** START Record excerpts **
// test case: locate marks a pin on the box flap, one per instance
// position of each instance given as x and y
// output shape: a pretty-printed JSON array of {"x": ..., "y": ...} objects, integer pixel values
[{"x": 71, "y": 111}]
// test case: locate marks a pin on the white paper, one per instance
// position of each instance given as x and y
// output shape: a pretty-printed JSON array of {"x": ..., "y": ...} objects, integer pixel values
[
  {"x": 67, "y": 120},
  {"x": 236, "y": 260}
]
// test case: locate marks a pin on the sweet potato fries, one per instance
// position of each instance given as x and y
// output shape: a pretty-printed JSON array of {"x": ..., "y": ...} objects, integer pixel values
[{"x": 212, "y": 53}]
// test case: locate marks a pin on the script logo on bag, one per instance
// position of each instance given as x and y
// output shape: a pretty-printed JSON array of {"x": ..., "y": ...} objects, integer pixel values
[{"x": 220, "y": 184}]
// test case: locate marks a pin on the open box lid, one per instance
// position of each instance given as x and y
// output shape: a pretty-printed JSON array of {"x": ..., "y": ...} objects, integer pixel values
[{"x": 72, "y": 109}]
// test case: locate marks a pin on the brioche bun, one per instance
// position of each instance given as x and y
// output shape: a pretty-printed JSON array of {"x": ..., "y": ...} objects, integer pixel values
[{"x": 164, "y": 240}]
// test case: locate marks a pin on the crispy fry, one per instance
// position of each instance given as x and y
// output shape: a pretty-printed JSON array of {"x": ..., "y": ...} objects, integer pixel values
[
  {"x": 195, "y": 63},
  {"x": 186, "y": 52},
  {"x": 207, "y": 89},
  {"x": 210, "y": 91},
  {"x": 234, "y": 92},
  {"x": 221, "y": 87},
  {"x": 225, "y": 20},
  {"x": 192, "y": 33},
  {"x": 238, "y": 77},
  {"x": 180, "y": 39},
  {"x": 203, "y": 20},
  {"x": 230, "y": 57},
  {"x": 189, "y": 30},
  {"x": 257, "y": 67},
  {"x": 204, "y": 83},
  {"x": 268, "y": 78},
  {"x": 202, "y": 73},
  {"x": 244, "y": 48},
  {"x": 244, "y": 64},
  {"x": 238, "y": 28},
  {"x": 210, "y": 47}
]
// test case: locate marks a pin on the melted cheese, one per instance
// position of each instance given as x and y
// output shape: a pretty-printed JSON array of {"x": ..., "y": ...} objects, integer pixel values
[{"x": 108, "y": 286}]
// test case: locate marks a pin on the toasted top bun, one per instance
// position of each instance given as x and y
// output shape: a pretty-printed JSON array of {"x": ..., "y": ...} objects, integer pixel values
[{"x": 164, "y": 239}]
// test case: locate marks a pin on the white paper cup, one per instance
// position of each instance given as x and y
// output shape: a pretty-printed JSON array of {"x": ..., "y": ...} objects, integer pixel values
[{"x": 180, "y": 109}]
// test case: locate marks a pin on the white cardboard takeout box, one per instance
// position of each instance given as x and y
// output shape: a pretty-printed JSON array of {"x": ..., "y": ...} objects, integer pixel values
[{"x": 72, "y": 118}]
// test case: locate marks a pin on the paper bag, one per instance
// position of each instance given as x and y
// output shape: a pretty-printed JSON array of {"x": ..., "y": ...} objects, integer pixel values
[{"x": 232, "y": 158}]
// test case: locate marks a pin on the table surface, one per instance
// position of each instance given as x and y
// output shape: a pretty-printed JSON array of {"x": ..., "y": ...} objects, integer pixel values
** END Record excerpts **
Change every "marks a pin on" in the data above to "places a point on", and reproduce all other lines unchanged.

* Final result *
// test case: locate places a point on the box flap, one per instance
// position of each instance given as x and y
// output shape: a pretty-printed JSON array of {"x": ..., "y": ...} objects, integer pixel values
[{"x": 71, "y": 111}]
// test case: locate places a point on the white paper, one per instance
// position of each instance given as x and y
// output shape: a pretty-printed JSON array of {"x": ..., "y": ...} objects, integer pixel values
[
  {"x": 67, "y": 120},
  {"x": 236, "y": 260}
]
// test case: locate places a point on the sweet potato fries, one per instance
// position of each instance given as x and y
// output shape: a pretty-printed JSON array of {"x": ..., "y": ...} objects, integer pixel values
[{"x": 212, "y": 53}]
// test case: locate places a point on the script logo on bag, one per instance
// position of each instance given as x and y
// output shape: a pretty-printed JSON array of {"x": ..., "y": ...} objects, integer pixel values
[{"x": 220, "y": 184}]
// test case: locate places a point on the open box lid, one per instance
// position of each instance given as x and y
// output shape: a pretty-printed JSON array of {"x": ..., "y": ...} objects, integer pixel values
[{"x": 72, "y": 109}]
// test case: locate places a point on the brioche bun, one per instance
// position of each instance given as x and y
// output shape: a pretty-printed JSON array of {"x": ..., "y": ...} objects, integer pixel values
[{"x": 164, "y": 240}]
// test case: locate places a point on the crispy fry, one per instance
// position of each instance given as x and y
// output shape: a pretty-printed JSON array of {"x": ..., "y": ...} objects, integer pixel values
[
  {"x": 195, "y": 63},
  {"x": 186, "y": 52},
  {"x": 207, "y": 89},
  {"x": 210, "y": 91},
  {"x": 234, "y": 92},
  {"x": 221, "y": 87},
  {"x": 225, "y": 20},
  {"x": 192, "y": 33},
  {"x": 238, "y": 77},
  {"x": 180, "y": 39},
  {"x": 203, "y": 20},
  {"x": 230, "y": 57},
  {"x": 189, "y": 30},
  {"x": 257, "y": 67},
  {"x": 204, "y": 83},
  {"x": 268, "y": 78},
  {"x": 202, "y": 73},
  {"x": 244, "y": 48},
  {"x": 244, "y": 64},
  {"x": 238, "y": 28},
  {"x": 210, "y": 47}
]
// test case: locate places a point on the melted cheese, one per instance
// position of each instance given as x and y
// output shape: a pretty-printed JSON array of {"x": ..., "y": ...} objects, integer pixel values
[{"x": 108, "y": 286}]
// test case: locate places a point on the toasted top bun, one per instance
// position of each instance given as x and y
// output shape: a pretty-printed JSON array of {"x": ..., "y": ...} objects, integer pixel values
[{"x": 164, "y": 239}]
// test case: locate places a point on the white paper cup, one per instance
// position of each instance given as x and y
// output shape: a pretty-printed JSON array of {"x": ..., "y": ...} objects, integer pixel values
[{"x": 180, "y": 109}]
// test case: locate places a point on the white cardboard takeout box, one per instance
// position of each instance given as x and y
// output shape: a pretty-printed JSON array of {"x": ..., "y": ...} objects, integer pixel values
[{"x": 72, "y": 118}]
// test case: locate places a point on the paper bag, one per instance
// position of each instance given as x and y
// output shape: a pretty-printed JSON array of {"x": ..., "y": ...} objects, integer pixel values
[{"x": 232, "y": 158}]
// test case: locate places a point on the table surface, one per instance
// position of each instance given as x and y
// output shape: a pretty-printed JSON array of {"x": ..., "y": ...} objects, integer pixel values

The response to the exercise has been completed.